### Data to process

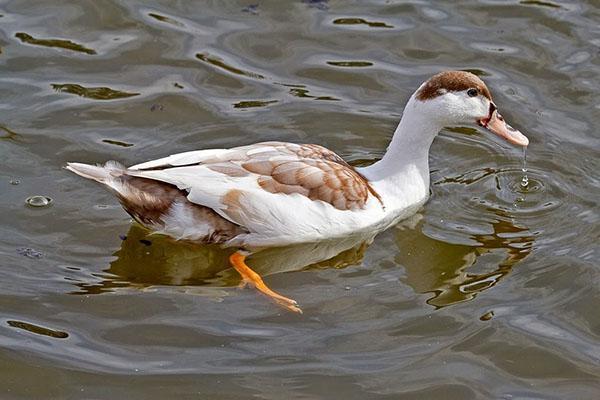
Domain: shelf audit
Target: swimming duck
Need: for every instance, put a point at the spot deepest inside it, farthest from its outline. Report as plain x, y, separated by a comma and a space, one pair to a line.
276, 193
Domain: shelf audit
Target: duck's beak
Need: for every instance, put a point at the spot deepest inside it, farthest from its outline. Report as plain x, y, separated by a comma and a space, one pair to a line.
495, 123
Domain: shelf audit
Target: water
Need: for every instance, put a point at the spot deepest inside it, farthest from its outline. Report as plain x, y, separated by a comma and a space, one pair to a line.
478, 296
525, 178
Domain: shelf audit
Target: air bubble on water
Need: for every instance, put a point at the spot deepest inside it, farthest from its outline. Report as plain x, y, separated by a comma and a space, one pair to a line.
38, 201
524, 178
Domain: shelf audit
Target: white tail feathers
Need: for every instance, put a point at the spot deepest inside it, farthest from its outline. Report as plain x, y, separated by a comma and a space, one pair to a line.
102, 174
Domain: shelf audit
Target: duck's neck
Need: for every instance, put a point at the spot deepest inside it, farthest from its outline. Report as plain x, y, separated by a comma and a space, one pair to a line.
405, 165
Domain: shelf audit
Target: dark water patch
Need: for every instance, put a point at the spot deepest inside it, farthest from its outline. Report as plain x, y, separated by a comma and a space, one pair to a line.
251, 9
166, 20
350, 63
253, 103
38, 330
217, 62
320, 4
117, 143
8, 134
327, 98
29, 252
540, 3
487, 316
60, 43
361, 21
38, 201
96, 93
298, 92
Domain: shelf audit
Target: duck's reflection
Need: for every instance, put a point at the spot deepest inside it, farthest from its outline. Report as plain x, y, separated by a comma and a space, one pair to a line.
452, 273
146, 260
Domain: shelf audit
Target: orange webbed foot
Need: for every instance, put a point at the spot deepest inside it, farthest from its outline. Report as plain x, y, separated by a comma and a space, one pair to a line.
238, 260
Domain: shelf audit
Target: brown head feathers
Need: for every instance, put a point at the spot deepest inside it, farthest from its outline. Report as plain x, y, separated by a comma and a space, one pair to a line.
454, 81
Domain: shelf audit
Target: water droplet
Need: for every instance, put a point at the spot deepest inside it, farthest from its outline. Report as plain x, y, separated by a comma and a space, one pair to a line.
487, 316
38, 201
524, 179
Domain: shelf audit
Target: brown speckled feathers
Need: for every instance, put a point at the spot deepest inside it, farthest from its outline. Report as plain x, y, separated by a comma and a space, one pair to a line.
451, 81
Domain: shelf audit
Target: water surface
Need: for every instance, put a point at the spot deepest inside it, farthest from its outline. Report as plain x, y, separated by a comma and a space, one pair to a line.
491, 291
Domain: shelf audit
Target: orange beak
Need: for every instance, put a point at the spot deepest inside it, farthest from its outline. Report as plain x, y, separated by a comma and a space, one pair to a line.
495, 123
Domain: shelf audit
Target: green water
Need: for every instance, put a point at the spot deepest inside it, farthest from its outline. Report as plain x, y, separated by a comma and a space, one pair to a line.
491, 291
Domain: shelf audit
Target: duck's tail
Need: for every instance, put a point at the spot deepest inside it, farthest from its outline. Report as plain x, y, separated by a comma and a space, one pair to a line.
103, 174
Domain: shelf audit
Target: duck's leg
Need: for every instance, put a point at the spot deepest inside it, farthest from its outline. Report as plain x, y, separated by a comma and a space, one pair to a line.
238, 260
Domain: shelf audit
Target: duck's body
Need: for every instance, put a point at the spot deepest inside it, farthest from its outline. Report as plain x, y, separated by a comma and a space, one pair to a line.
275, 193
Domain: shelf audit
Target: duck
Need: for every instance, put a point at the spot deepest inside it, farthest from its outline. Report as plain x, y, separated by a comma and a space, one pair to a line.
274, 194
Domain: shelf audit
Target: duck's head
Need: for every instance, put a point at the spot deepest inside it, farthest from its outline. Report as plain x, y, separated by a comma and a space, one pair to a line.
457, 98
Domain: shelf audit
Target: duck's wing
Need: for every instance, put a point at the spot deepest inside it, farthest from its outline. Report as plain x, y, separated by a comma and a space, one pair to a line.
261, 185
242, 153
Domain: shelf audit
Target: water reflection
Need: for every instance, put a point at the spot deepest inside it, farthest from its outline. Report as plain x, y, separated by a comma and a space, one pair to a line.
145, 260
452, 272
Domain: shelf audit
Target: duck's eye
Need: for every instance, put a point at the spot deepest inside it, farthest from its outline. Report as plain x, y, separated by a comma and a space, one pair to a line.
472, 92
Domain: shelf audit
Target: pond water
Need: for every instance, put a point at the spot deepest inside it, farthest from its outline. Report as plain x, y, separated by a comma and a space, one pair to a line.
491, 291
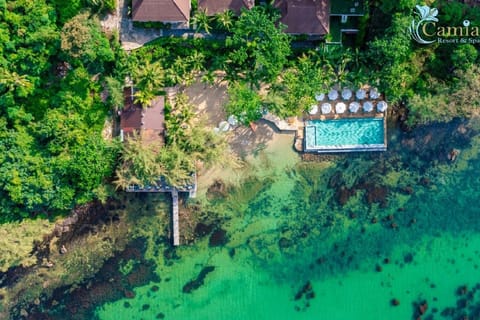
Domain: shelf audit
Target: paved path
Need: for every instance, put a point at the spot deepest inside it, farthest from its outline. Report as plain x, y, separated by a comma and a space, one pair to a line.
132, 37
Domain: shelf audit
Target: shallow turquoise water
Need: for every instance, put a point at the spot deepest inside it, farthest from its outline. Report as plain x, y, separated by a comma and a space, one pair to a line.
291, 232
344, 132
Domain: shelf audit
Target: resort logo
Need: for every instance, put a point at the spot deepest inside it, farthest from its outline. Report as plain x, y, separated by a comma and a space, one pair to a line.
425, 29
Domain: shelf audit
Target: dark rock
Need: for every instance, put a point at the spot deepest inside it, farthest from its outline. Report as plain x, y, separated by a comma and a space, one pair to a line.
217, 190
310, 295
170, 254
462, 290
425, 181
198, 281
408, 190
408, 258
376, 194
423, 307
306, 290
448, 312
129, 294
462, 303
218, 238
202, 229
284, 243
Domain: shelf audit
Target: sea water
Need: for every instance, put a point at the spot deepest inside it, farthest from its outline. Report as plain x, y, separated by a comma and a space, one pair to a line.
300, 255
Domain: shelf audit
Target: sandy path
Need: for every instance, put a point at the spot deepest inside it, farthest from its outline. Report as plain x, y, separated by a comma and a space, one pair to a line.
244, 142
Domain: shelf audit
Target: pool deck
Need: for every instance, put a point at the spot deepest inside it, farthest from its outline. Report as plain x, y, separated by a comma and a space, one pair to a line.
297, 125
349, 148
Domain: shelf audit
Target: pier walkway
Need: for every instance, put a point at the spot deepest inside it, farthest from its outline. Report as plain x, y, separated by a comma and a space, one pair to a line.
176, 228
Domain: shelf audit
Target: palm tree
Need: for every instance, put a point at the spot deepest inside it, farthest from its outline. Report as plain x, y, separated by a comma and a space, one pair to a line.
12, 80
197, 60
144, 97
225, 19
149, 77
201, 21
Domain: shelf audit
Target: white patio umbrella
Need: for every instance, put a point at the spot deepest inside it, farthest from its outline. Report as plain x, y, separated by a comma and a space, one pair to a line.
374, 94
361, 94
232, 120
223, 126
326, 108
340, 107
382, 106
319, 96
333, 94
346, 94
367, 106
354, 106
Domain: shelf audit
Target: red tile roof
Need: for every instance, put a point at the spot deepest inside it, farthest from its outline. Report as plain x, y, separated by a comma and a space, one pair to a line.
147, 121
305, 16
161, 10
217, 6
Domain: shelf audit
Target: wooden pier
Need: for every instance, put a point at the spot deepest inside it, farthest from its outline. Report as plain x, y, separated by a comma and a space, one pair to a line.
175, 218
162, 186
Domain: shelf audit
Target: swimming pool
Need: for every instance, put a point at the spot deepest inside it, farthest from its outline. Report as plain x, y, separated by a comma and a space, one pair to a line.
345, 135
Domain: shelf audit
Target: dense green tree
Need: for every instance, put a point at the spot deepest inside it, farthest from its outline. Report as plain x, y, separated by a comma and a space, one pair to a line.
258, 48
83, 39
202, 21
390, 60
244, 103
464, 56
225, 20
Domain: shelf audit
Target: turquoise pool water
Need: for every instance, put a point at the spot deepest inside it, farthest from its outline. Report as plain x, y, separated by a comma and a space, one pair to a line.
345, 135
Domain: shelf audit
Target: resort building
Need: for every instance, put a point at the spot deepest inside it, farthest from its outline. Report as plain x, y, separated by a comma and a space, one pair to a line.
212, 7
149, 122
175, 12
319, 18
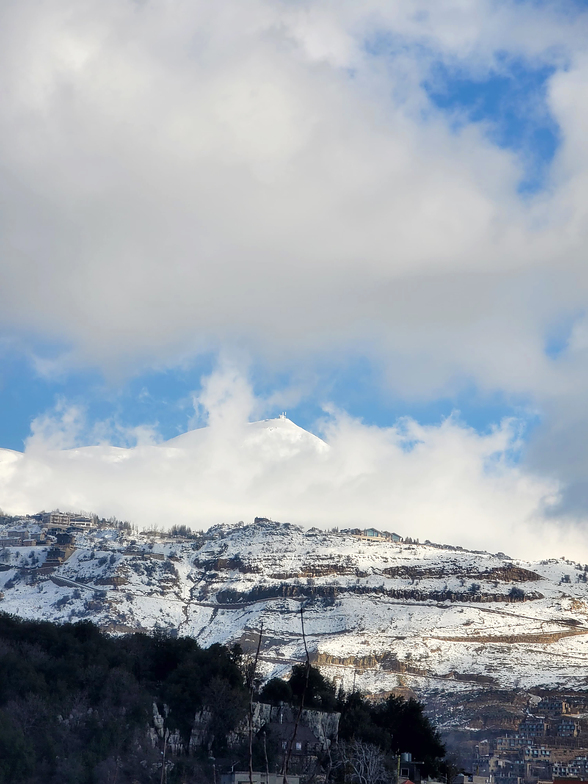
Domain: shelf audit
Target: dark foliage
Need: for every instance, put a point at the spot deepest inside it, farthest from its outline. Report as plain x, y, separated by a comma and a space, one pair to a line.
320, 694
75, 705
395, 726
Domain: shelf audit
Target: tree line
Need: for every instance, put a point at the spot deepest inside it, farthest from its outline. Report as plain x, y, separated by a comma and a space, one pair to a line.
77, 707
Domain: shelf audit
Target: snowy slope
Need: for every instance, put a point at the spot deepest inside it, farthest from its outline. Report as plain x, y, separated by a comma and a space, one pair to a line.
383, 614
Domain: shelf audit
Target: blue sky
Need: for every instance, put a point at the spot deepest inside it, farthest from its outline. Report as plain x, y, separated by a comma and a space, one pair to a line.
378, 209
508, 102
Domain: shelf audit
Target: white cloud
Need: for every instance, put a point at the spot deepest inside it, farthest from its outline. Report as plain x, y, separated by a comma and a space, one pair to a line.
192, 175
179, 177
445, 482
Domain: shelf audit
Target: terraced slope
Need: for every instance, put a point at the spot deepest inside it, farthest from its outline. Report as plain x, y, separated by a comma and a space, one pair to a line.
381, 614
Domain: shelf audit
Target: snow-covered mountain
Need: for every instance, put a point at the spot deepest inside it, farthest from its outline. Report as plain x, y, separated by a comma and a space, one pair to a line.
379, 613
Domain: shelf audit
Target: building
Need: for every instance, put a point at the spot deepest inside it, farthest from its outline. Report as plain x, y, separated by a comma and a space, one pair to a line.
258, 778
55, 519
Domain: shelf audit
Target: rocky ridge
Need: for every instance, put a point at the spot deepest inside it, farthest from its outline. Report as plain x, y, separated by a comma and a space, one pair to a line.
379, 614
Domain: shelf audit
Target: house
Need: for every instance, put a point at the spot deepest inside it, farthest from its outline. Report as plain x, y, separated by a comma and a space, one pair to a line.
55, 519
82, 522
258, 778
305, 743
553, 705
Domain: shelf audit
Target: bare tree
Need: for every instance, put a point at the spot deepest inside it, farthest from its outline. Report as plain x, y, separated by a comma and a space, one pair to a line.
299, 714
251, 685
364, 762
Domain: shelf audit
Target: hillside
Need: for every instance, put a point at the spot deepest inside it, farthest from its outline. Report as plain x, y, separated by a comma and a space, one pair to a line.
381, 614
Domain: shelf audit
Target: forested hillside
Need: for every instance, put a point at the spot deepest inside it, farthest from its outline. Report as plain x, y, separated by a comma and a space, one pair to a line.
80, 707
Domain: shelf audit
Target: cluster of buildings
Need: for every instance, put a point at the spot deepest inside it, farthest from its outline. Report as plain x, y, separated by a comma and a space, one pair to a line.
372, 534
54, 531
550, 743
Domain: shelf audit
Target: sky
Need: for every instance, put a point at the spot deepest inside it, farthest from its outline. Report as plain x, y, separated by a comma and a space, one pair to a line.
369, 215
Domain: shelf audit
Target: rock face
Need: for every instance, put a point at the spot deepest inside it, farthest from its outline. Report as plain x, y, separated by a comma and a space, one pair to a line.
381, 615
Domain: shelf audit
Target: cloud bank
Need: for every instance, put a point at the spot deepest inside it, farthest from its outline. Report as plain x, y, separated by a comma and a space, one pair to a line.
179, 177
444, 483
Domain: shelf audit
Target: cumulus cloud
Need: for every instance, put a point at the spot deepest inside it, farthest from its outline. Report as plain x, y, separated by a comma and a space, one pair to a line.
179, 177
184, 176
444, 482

######

### What to do
Check every line of the listing above for the string "hillside", and give the number of lines that have it, nothing more.

### Response area
2